-- BEGIN Selected passage --
Being the Cheese Man’s Daughter


by Ava Champion

You may know that we are a combined family, originally Autumn living with my dad Eric, and me living with my mom Ali. Dad has been a cheese-kind-of-guy ever since I can remember, which is when I was five, when my Mom married my Dad.
From a very young age, cheese has been a part of my life, but for Autumn, my stepsister, she has been around it all her life. You would think being around it so much, you might get annoyed with it, and you guessed right.
I remember one time, Autumn and I were talking about how we wished we were normal. Now, mind you, we were around seven or eight, and normal doesn’t have a very good definition for little kids. Our idea of normal included: not eating healthy, not going organic, eating at McDonalds, and most of all, NOT EATING CHEESE. Now you can probably imagine how heart-breaking that must have been for my Dad. How could any kids of his not like cheese?
But it turns out, we at eight were the only ones who thought like that. My brother Terran loved and still loves cheese. I used to think that Terran only did that because he wanted to be like Dad, but now I realize that he genuinely likes cheese.
I once asked my Dad why cheese makes people so happy, I mean it smells! He responded by saying, “Cheese tastes great and it reminds people of their travels and trips. They have happy memories of cafes they went to in France, and restaurants they went to in Italy, so naturally, they want to remember.”
-- END Selected passage --
-- BEGIN Rows --
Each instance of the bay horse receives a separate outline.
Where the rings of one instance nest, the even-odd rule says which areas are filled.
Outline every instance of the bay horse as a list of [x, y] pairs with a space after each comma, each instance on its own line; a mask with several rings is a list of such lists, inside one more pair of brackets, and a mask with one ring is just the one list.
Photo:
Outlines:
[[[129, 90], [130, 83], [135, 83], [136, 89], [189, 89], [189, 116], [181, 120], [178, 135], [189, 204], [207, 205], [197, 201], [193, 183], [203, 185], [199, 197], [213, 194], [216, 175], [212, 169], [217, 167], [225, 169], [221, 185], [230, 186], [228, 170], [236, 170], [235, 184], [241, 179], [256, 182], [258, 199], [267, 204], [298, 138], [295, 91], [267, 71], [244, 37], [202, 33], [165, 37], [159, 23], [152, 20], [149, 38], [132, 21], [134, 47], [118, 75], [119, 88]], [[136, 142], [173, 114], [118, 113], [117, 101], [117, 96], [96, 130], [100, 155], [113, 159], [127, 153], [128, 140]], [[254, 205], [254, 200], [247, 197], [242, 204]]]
-- END Rows --
-- BEGIN Rows --
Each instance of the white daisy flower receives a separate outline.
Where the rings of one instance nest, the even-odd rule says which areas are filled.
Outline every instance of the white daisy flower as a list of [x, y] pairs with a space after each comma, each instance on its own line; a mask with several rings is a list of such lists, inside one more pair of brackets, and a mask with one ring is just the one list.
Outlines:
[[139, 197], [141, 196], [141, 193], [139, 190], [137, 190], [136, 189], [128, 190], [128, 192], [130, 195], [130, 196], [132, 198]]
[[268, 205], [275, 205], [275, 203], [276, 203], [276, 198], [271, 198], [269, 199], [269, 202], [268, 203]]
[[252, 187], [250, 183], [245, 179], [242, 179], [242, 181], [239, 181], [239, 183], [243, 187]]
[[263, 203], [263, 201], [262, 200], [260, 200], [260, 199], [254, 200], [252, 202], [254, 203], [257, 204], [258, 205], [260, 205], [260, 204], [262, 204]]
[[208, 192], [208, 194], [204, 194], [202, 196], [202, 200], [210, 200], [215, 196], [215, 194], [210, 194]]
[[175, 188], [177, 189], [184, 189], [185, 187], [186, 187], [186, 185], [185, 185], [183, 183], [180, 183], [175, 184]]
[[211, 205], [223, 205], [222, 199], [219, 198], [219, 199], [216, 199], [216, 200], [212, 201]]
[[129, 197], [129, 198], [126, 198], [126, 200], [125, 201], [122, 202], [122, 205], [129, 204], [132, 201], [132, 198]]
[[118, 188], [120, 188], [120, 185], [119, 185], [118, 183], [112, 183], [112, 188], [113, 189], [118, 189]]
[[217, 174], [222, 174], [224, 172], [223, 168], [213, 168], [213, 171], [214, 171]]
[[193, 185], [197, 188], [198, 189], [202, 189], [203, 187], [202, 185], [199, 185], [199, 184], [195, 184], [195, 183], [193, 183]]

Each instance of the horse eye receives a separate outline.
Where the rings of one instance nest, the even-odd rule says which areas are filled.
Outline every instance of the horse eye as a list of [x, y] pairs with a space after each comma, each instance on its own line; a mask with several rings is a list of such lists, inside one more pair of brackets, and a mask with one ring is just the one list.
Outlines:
-- END Rows --
-- BEGIN Rows --
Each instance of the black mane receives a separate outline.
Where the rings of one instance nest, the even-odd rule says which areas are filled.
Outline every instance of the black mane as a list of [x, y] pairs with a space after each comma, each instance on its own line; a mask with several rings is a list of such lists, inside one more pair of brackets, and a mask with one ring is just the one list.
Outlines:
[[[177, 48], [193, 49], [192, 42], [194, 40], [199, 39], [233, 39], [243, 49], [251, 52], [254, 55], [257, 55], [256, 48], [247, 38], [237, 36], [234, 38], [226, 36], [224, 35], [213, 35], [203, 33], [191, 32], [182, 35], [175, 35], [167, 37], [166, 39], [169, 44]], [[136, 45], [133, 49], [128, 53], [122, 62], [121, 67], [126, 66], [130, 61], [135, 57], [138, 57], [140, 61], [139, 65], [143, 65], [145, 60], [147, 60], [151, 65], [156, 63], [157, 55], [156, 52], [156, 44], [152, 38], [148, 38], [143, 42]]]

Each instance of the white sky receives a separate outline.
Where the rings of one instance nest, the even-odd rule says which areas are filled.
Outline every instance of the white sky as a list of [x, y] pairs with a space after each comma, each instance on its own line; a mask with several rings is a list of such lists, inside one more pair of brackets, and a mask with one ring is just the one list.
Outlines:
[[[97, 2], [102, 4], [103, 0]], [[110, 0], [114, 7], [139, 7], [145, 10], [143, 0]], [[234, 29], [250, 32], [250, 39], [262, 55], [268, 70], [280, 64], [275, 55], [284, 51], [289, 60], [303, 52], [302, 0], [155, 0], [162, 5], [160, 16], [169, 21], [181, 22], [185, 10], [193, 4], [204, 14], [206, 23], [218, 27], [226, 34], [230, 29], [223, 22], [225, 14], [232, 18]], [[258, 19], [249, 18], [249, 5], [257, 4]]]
-- END Rows --
=== Problem A ===
Please transcribe the part of the cheese essay that starts at the words "Being the Cheese" and stops after "you guessed right.".
=== Problem B ===
According to the cheese essay, what does Dad say cheese reminds people of?

=== Exercise output A ===
Being the Cheese Man’s Daughter


by Ava Champion

You may know that we are a combined family, originally Autumn living with my dad Eric, and me living with my mom Ali. Dad has been a cheese-kind-of-guy ever since I can remember, which is when I was five, when my Mom married my Dad.
From a very young age, cheese has been a part of my life, but for Autumn, my stepsister, she has been around it all her life. You would think being around it so much, you might get annoyed with it, and you guessed right.

=== Exercise output B ===
Their travels and trips, such as cafes in France and restaurants in Italy.